> [Your objective]
Extract every line of the entries below that contains the word "stone", matching case exactly.

— start of Records for this exercise —

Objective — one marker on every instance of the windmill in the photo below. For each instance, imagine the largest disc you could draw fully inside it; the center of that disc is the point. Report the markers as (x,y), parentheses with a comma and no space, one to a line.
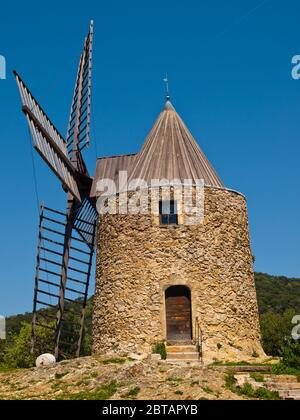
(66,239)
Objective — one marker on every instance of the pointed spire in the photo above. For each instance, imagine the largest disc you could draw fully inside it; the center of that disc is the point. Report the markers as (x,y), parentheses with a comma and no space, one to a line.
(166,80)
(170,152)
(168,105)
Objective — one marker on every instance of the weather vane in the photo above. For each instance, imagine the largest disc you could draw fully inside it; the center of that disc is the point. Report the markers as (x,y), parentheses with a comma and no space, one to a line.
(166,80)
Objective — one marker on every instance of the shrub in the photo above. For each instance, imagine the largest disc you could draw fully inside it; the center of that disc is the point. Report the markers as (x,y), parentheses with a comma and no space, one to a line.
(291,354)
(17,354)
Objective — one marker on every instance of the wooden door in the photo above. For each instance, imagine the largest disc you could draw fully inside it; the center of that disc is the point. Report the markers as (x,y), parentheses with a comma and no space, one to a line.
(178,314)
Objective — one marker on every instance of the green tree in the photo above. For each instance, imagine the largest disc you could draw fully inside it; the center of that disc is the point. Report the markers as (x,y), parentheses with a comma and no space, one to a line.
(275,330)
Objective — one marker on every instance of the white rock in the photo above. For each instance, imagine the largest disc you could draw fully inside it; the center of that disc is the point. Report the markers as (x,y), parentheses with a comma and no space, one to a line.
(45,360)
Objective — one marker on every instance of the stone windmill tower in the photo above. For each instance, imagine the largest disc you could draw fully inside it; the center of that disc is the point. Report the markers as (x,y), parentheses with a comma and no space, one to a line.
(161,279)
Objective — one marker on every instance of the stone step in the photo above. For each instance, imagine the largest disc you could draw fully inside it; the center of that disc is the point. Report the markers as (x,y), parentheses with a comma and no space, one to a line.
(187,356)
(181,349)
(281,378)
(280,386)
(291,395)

— end of Records for this exercise —
— start of Records for this exercise —

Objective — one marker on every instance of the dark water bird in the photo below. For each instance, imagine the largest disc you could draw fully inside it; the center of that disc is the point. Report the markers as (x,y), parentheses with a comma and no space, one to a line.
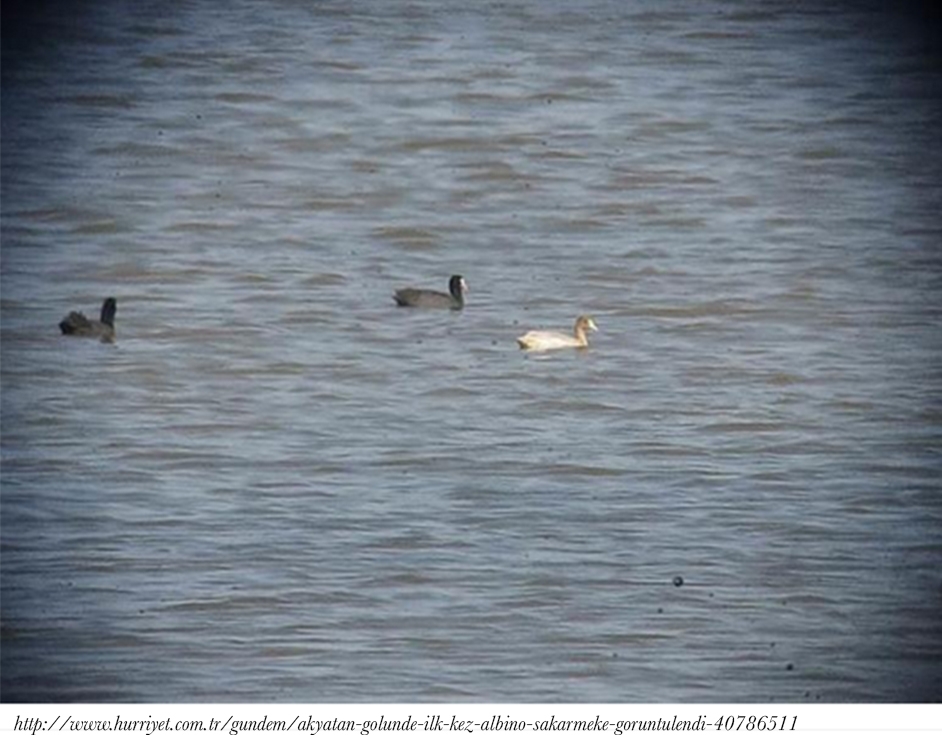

— end of Records for this exercise —

> [Finished task]
Objective — one marker on every instance of the stone windmill tower in the photo above. For each instance, imagine the largest disc you could draw fully inside it; the center of that disc is the point. Report the markers as (x,y), parentheses with a comma and no space, one to a line.
Objective — one marker on every instance of the stone step in the photo above. For each instance, imagine the largest disc you could draw fully inside it; the center of that disc is the point. Report the markers as (x,y), parentheses with a comma and no space, one to a line.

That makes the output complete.